== WORK INSTRUCTIONS ==
Lay out each line of the records below as a Markdown table with the columns "No." and "Line", numbering the rows in order and skipping any blank lines.

Collection entries
★ ★ ★
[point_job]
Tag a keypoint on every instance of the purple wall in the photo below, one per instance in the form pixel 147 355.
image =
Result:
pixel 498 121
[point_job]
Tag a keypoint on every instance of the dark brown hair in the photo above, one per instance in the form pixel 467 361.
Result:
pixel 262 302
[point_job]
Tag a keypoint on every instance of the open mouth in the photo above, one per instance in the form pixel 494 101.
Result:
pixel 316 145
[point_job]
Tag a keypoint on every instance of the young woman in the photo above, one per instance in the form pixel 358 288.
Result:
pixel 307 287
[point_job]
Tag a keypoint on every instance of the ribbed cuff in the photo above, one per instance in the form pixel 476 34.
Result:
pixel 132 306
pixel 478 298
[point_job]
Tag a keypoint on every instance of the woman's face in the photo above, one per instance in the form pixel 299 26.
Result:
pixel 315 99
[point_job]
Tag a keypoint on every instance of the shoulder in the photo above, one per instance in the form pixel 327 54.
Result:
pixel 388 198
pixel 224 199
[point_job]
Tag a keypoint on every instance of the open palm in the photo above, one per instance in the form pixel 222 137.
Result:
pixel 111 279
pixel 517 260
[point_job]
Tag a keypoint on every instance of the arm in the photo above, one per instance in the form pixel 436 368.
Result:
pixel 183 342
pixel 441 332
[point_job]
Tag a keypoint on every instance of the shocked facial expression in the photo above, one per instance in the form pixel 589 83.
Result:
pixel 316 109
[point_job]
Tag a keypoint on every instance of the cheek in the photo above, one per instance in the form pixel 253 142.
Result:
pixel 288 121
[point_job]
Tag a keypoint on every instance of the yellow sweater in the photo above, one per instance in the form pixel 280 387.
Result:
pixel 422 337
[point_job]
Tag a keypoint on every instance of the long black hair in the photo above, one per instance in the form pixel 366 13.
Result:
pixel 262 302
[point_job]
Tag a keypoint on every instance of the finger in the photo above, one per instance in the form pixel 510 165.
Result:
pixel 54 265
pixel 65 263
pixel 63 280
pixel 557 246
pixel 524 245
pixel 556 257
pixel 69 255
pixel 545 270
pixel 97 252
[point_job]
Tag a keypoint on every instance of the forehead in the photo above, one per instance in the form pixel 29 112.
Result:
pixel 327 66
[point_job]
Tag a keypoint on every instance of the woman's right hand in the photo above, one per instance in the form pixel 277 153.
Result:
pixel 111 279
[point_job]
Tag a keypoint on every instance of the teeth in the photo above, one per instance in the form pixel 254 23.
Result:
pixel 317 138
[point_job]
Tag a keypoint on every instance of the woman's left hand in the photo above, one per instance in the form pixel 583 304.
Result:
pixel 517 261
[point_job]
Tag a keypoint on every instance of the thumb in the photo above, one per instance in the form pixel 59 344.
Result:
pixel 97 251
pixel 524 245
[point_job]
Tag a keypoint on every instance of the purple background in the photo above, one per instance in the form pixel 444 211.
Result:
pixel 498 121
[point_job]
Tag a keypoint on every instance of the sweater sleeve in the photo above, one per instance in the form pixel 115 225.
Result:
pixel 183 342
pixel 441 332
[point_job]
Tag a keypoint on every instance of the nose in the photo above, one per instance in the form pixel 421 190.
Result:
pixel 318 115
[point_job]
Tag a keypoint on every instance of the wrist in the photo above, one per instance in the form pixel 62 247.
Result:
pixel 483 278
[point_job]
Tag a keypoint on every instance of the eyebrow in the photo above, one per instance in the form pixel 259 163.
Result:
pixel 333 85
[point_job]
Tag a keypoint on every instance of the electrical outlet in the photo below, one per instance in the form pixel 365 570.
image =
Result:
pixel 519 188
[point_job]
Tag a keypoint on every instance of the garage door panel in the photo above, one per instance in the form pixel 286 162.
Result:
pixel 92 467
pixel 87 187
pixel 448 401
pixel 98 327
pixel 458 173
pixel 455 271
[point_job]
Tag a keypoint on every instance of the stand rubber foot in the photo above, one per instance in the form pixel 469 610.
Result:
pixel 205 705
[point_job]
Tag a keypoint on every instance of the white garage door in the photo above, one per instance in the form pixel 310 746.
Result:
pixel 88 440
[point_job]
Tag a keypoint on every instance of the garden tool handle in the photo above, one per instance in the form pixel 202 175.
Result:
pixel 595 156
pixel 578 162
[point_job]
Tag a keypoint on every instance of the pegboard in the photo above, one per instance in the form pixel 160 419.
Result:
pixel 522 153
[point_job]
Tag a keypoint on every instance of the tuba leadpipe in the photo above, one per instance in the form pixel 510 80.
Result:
★ ★ ★
== OUTPUT OF THE TASK ==
| No. | Line |
|---|---|
| 1 | [point_job] |
| 2 | Tag a keypoint on every instance of the purple wall in the photo below, one per instance in the form pixel 147 355. |
| 3 | image = |
| 4 | Result: |
| 5 | pixel 498 121 |
| 6 | [point_job] |
| 7 | Tag a keypoint on every instance of the dark brown hair in the photo above, one per instance in the form pixel 467 361. |
| 8 | Result: |
| 9 | pixel 262 302 |
| 10 | [point_job] |
| 11 | Tag a keypoint on every instance of the open mouth in the photo above, one per instance in the form pixel 494 101. |
| 12 | Result: |
| 13 | pixel 316 145 |
| 14 | [point_job] |
| 15 | Tag a keypoint on every instance of the young woman in the photo above, one per instance in the form pixel 358 288. |
| 16 | Result: |
| 17 | pixel 307 287 |
| 18 | [point_job] |
| 19 | Tag a keypoint on every instance of the ribbed cuff in the photo above, one per instance in the form pixel 476 34. |
| 20 | Result: |
| 21 | pixel 132 306 |
| 22 | pixel 478 298 |
| 23 | [point_job] |
| 24 | Tag a keypoint on every instance of the woman's face in the photo above, one per instance in the form pixel 299 26. |
| 25 | Result: |
| 26 | pixel 315 99 |
| 27 | [point_job] |
| 28 | Tag a keypoint on every instance of the shoulder in the photo above, one per instance in the form pixel 327 54. |
| 29 | Result: |
| 30 | pixel 388 198 |
| 31 | pixel 224 199 |
| 32 | [point_job] |
| 33 | Tag a keypoint on every instance of the open palm in the photo above, one per instance in the form pixel 222 137. |
| 34 | Result: |
| 35 | pixel 111 279 |
| 36 | pixel 517 260 |
| 37 | [point_job] |
| 38 | Tag a keypoint on every instance of the arm in the photo above, one per instance in the form pixel 436 368. |
| 39 | Result: |
| 40 | pixel 183 342 |
| 41 | pixel 441 332 |
| 42 | [point_job] |
| 43 | Tag a keypoint on every instance of the shocked facial expression in the photo above, one per instance in the form pixel 589 83. |
| 44 | Result: |
| 45 | pixel 316 109 |
| 46 | [point_job] |
| 47 | Tag a keypoint on every instance of the cheek in the photo above, one per instance in the form pixel 253 142. |
| 48 | Result: |
| 49 | pixel 288 121 |
| 50 | [point_job] |
| 51 | Tag a keypoint on every instance of the yellow sweater in the photo above, one per instance in the form pixel 280 387. |
| 52 | Result: |
| 53 | pixel 422 337 |
| 54 | [point_job] |
| 55 | Tag a keypoint on every instance of the long black hair in the photo above, one per instance in the form pixel 366 13. |
| 56 | Result: |
| 57 | pixel 262 302 |
| 58 | [point_job] |
| 59 | Tag a keypoint on every instance of the finger in the photo above, one per instance in the form pixel 510 165. |
| 60 | Result: |
| 61 | pixel 54 265 |
| 62 | pixel 65 263 |
| 63 | pixel 63 280 |
| 64 | pixel 557 246 |
| 65 | pixel 524 245 |
| 66 | pixel 556 257 |
| 67 | pixel 69 255 |
| 68 | pixel 545 270 |
| 69 | pixel 97 252 |
| 70 | [point_job] |
| 71 | Tag a keypoint on every instance of the forehead in the photo above, one per instance in the form pixel 29 112. |
| 72 | Result: |
| 73 | pixel 327 66 |
| 74 | [point_job] |
| 75 | Tag a keypoint on every instance of the woman's right hand in the photo above, one per instance in the form pixel 277 153. |
| 76 | Result: |
| 77 | pixel 111 279 |
| 78 | [point_job] |
| 79 | Tag a keypoint on every instance of the teeth in the photo above, one per instance in the form pixel 254 23. |
| 80 | Result: |
| 81 | pixel 317 138 |
| 82 | [point_job] |
| 83 | Tag a keypoint on every instance of the woman's left hand in the photo above, one per instance in the form pixel 583 304. |
| 84 | Result: |
| 85 | pixel 517 261 |
| 86 | [point_job] |
| 87 | Tag a keypoint on every instance of the thumb in the photo above, one per instance in the form pixel 59 344. |
| 88 | Result: |
| 89 | pixel 97 251 |
| 90 | pixel 524 245 |
| 91 | [point_job] |
| 92 | Tag a keypoint on every instance of the purple background in the photo above, one per instance in the form pixel 444 211. |
| 93 | Result: |
| 94 | pixel 498 121 |
| 95 | [point_job] |
| 96 | Tag a keypoint on every instance of the sweater sleeve in the photo above, one per instance in the form pixel 115 225. |
| 97 | Result: |
| 98 | pixel 183 342 |
| 99 | pixel 441 332 |
| 100 | [point_job] |
| 101 | Tag a keypoint on every instance of the nose in the photo above, one per instance in the form pixel 421 190. |
| 102 | Result: |
| 103 | pixel 318 115 |
| 104 | [point_job] |
| 105 | Tag a keypoint on every instance of the wrist in the photo above, one per instance in the form pixel 62 247. |
| 106 | Result: |
| 107 | pixel 483 278 |
| 108 | [point_job] |
| 109 | Tag a keypoint on every instance of the eyebrow in the photo above, one per instance in the form pixel 259 163. |
| 110 | Result: |
| 111 | pixel 333 85 |
| 112 | [point_job] |
| 113 | Tag a keypoint on every instance of the electrical outlet in the photo below, one per instance in the form pixel 365 570. |
| 114 | image = |
| 115 | Result: |
| 116 | pixel 519 188 |
| 117 | [point_job] |
| 118 | Tag a keypoint on every instance of the garage door panel in the photo above, one per instance in the form pixel 286 162. |
| 119 | Result: |
| 120 | pixel 92 467 |
| 121 | pixel 87 187 |
| 122 | pixel 448 401 |
| 123 | pixel 98 327 |
| 124 | pixel 458 173 |
| 125 | pixel 455 271 |
| 126 | [point_job] |
| 127 | Tag a keypoint on every instance of the stand rubber foot in the photo above, one per instance in the form pixel 469 610. |
| 128 | Result: |
| 129 | pixel 205 705 |
| 130 | [point_job] |
| 131 | Tag a keypoint on every instance of the white garage door in the photo above, one per instance in the form pixel 310 746. |
| 132 | Result: |
| 133 | pixel 88 440 |
| 134 | [point_job] |
| 135 | Tag a keypoint on every instance of the garden tool handle in the photo above, one per instance in the form pixel 202 175. |
| 136 | Result: |
| 137 | pixel 595 156 |
| 138 | pixel 578 162 |
| 139 | [point_job] |
| 140 | Tag a keypoint on every instance of the pegboard in the photo above, one per instance in the form pixel 160 419. |
| 141 | Result: |
| 142 | pixel 522 153 |
| 143 | [point_job] |
| 144 | Tag a keypoint on every instance of the tuba leadpipe in the photo above, one per instance in the form pixel 510 80. |
| 145 | Result: |